Render everything in the listing below, from the line containing "Would you please pick out the woman's ponytail" down to the line containing "point(1002, 26)", as a numbered list with blank lines left out.

— start Material to process —

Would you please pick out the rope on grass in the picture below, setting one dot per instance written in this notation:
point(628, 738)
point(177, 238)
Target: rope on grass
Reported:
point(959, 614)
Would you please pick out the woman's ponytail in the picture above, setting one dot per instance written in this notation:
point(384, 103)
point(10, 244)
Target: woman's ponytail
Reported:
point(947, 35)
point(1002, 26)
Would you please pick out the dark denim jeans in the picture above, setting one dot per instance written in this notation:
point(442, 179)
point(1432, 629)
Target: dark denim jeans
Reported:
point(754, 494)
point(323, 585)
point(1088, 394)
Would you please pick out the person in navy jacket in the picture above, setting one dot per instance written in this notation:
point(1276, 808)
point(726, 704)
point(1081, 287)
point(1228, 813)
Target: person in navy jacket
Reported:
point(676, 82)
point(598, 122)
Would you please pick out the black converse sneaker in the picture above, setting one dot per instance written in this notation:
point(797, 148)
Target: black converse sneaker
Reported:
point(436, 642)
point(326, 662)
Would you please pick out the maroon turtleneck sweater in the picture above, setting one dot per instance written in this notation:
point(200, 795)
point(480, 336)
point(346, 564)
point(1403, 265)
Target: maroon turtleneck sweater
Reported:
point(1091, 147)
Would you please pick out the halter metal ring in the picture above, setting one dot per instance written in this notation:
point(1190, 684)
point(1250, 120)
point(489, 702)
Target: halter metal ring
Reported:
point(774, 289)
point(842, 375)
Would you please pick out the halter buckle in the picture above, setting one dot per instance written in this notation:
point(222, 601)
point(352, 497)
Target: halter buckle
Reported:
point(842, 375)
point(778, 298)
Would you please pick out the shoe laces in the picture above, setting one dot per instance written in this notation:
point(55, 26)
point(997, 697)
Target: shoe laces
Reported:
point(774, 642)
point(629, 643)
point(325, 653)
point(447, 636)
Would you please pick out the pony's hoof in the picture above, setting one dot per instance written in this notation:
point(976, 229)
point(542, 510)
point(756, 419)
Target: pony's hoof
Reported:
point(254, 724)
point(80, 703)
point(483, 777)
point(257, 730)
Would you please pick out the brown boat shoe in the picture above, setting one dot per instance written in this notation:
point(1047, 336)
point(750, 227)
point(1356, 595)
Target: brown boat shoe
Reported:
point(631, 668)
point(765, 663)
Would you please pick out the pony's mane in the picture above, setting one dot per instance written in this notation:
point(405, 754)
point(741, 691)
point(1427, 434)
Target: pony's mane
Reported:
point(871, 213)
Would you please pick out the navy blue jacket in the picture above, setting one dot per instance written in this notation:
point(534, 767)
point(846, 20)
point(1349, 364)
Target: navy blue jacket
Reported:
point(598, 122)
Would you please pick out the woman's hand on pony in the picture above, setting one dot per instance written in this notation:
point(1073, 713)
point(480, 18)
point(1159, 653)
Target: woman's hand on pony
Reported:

— end Material to process —

▶ **Response below**
1. Would you please pick out the woman's ponytail in the picture above, setting one dot per instance written in this notation:
2. point(384, 103)
3. point(10, 244)
4. Target: woman's ponytail
5. Reported:
6. point(947, 35)
7. point(1002, 26)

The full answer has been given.